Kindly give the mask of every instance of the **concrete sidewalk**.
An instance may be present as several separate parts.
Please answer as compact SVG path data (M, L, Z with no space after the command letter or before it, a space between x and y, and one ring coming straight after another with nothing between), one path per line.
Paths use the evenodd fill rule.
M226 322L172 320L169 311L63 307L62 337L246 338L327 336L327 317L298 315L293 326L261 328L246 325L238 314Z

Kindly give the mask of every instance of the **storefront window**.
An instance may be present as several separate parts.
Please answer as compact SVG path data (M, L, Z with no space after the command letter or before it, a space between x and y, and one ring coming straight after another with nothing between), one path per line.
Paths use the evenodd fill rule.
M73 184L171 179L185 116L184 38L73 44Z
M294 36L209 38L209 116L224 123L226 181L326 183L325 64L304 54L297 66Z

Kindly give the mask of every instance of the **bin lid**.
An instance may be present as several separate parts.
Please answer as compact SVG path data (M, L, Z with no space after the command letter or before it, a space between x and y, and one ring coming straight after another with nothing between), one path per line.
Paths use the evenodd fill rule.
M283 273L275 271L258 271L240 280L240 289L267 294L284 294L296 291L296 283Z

* * *

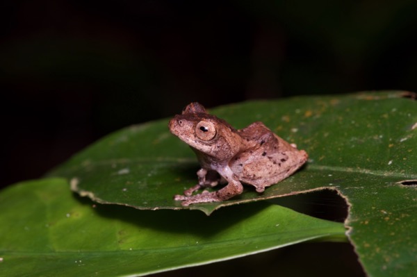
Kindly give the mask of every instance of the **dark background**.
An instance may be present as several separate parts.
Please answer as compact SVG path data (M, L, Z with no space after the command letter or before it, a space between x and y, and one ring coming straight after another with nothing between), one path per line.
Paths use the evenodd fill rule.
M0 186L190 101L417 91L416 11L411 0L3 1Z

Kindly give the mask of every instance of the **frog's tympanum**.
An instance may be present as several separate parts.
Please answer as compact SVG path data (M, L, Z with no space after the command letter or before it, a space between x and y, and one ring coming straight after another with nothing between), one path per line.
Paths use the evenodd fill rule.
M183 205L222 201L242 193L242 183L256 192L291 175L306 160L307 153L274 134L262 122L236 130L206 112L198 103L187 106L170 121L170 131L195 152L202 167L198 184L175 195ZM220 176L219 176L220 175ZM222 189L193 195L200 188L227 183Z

* [WHAT YOU WILL DO]:
Output the lines from the one containing "Kindly give the mask of every instance of the **bin" up to and including the one containing "M283 273L275 271L258" as a Markdown table with the columns Row and Line, leaving out any blank lines.

* [FINAL ANSWER]:
| Row | Line |
|---|---|
| 1 | Kindly give the mask of every instance of the **bin lid**. |
| 2 | An instance may be present as several separate parts. |
| 3 | Please answer as compact SVG path data (M, L, Z with no space after the command letter or before it, a space between x and y, and one ring coming straight after another with nothing between), one path per line. |
| 4 | Paths use the evenodd fill rule. |
| 5 | M283 273L275 271L258 271L240 280L240 289L267 294L284 294L296 291L296 283Z |